#### Consegna scritta A
Traduca in inglese la frase «Lo ha fatto in pubblico e per il pubblico: da cristiano, per i figli di Dio.» tratta dal testo su Charlie Kirk.
#### Consegna scritta B
Sostituisca «enorme successo» con «grande successo» nel tratto del testo su Charlie Kirk che va da «Nell’epoca della rimozione del sacro Charlie» fino a «all’altro da sé.», e riporti il passo così modificato.

#### Testo estratto
====================

Charlie Kirk in prima linea nelle guerre culturali
Charlie Kirk ha scelto di stare letteralmente in prima linea, là dove si combattono da anni le cosiddette cultural wars: nelle università, la vera centrale della “grande decostruzione”, dove le discipline sono state sostituite dai gender studies e dalle prepotenze delle minoranze woke. Perché proprio dai campus, dalla fine degli anni ‘80, è partita l’infezione: sono state le stesse élite accademiche, per dirla con Chistopher Lasch, le prime «ad aver perso la fede nei valori dell’Occidente o in quanto ne rimane». Già: fede, valori, Occidente. Nell’epoca dove si pensa che i contrafforti concettuali siano ridotti allo stato gassoso (ben oltre la “liquidità” di Bauman), Kirk ha smascherato l’inganno del nichilismo riportando al centro la questione antropologica: il sangue, il suolo, l’anima, la sua unicità, il sistema valoriale come antidoto alla discordia. Non solo.
Nell’epoca della rimozione del sacro Charlie Kirk è stato un intellettuale d’azione
Nell’epoca della rimozione del sacro, l’intellettuale d’azione ha indicato nel dispositivo della fede e della ragione – esattamente come recita l’enciclica Fides et ratio – quella via che amplifica «lo spirito umano». Lo ha fatto in pubblico e per il pubblico: da cristiano, per i figli di Dio. Ossia per tutti: senza distinzione di sesso, razza e religione. O identità, inclinazione, appartenenza. Con enorme successo, ne sa qualcosa Donald Trump, che gli ha di fatto affidato i dialoghi con la generazione Z. Il peccato più grande, agli occhi dei suoi odiatori, è stato proprio questo: aver scelto di parlare all’altro da sé.

====================

Record provenienti da una fonte di dati
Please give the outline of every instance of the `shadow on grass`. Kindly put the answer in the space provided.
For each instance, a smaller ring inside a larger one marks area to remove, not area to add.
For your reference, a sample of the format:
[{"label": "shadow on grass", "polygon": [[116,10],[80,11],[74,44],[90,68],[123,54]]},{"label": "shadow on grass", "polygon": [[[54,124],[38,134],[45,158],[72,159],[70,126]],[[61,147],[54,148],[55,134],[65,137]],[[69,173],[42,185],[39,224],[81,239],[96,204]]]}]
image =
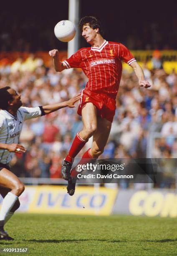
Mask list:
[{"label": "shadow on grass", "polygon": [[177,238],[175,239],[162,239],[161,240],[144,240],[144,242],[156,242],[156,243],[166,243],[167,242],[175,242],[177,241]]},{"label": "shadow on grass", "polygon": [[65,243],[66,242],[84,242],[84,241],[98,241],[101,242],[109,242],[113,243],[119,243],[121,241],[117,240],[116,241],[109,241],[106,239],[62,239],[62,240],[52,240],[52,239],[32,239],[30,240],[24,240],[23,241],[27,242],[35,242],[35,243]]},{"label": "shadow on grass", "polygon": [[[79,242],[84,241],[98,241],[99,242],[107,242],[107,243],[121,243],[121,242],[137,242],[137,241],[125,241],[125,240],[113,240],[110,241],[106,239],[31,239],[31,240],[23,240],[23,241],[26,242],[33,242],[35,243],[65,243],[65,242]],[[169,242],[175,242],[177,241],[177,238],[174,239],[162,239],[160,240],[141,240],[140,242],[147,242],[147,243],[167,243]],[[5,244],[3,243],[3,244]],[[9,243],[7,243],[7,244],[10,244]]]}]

====================

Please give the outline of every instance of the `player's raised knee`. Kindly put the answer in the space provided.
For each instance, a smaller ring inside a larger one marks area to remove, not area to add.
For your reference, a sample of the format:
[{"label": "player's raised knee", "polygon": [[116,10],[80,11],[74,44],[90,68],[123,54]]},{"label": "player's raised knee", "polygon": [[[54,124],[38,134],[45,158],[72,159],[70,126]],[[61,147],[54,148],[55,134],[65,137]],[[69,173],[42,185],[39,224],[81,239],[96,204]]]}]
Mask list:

====================

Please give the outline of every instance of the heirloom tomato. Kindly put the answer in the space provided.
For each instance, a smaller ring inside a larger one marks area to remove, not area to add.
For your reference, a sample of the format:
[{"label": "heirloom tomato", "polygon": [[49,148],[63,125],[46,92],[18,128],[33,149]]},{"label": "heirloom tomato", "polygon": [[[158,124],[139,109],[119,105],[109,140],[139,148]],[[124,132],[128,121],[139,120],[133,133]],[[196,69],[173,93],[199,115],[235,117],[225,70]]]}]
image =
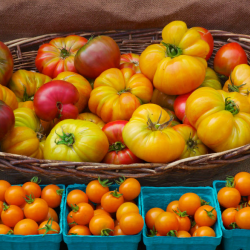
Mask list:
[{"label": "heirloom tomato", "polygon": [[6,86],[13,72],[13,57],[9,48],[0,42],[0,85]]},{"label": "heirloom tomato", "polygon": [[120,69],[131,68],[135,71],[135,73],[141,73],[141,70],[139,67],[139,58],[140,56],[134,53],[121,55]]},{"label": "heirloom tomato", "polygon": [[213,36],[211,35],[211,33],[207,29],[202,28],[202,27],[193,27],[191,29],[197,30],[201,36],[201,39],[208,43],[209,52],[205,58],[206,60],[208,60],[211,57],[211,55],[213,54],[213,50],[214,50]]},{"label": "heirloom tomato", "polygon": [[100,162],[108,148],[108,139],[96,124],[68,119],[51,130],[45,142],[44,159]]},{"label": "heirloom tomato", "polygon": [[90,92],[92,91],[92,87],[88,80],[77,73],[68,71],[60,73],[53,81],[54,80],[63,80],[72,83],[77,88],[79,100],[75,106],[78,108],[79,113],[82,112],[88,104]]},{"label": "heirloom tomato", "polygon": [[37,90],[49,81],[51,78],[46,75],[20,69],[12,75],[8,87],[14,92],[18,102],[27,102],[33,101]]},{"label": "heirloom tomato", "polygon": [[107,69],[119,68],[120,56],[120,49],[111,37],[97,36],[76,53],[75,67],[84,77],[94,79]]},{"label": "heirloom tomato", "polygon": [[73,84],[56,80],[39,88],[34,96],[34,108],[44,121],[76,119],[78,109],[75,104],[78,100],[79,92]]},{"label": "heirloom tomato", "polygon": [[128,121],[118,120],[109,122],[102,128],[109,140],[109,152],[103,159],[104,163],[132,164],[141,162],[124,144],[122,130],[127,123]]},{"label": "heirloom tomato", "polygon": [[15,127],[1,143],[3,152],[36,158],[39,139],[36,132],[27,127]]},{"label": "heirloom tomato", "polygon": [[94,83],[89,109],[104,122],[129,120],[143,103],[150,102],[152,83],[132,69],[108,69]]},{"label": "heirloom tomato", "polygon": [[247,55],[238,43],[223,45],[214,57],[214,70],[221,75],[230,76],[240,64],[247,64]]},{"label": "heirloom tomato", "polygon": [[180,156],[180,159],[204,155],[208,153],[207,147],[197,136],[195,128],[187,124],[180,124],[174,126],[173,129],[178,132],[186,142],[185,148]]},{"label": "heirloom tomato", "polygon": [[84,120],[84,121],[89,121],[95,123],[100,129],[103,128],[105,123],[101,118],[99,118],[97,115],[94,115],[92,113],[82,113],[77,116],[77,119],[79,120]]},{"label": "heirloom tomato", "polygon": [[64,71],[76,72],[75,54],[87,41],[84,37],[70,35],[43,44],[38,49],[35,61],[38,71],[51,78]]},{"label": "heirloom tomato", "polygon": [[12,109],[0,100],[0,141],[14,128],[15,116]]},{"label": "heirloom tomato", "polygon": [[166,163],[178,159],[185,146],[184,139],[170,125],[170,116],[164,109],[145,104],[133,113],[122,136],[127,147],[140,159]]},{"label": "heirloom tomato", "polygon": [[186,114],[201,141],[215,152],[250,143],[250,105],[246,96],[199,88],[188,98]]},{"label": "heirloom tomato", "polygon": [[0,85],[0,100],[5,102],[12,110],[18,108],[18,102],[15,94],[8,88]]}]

====================

#### Risposta A
He did it in public and for the public: as a Christian, for the children of God.

#### Risposta B
Nell’epoca della rimozione del sacro Charlie Kirk è stato un intellettuale d’azione
Nell’epoca della rimozione del sacro, l’intellettuale d’azione ha indicato nel dispositivo della fede e della ragione – esattamente come recita l’enciclica Fides et ratio – quella via che amplifica «lo spirito umano». Lo ha fatto in pubblico e per il pubblico: da cristiano, per i figli di Dio. Ossia per tutti: senza distinzione di sesso, razza e religione. O identità, inclinazione, appartenenza. Con grande successo, ne sa qualcosa Donald Trump, che gli ha di fatto affidato i dialoghi con la generazione Z. Il peccato più grande, agli occhi dei suoi odiatori, è stato proprio questo: aver scelto di parlare all’altro da sé.